-- Required work --
Can you reproduce the listing below verbatim, from its first line through the line containing "625L299 662L117 756L532", with both of those lines included?

......

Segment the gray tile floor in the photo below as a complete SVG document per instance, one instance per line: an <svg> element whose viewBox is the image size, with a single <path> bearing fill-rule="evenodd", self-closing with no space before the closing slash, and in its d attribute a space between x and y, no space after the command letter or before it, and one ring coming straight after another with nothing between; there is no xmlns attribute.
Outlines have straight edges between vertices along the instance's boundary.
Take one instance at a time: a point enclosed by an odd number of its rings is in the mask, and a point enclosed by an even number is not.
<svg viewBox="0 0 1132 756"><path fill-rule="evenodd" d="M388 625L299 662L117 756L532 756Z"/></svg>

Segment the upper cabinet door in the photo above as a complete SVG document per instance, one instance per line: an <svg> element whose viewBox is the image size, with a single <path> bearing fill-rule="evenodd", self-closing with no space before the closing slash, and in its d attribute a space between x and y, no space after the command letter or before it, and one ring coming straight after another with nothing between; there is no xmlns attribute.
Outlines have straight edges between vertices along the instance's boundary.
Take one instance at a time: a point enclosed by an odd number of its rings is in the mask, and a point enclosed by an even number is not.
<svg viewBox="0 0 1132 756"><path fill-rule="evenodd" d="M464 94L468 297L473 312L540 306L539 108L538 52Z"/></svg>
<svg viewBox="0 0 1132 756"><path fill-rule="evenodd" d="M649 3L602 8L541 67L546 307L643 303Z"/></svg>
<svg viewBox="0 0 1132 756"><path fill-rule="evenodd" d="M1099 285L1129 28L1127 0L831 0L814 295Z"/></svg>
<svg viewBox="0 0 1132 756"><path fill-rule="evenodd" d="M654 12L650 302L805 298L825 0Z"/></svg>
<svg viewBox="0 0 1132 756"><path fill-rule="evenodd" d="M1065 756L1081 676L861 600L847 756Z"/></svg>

......

-- Task output --
Segment the gray tile floor in the photo below as a complete SVG document per instance, one instance per line: an <svg> element whose viewBox is the image size, with a single <path> bearing fill-rule="evenodd", self-closing with no space before the closing slash, and in its d attribute a space between x and y, no space after the command letter or before it, and one ring coming straight after another with nothing between; there is no xmlns attribute.
Outlines have straight edges between vertices along the instance's boundary.
Take one instance at a time: a point enclosed by an odd number of its rings is in the mask, and a point enclosed by an even number is not.
<svg viewBox="0 0 1132 756"><path fill-rule="evenodd" d="M388 625L299 662L117 756L532 756Z"/></svg>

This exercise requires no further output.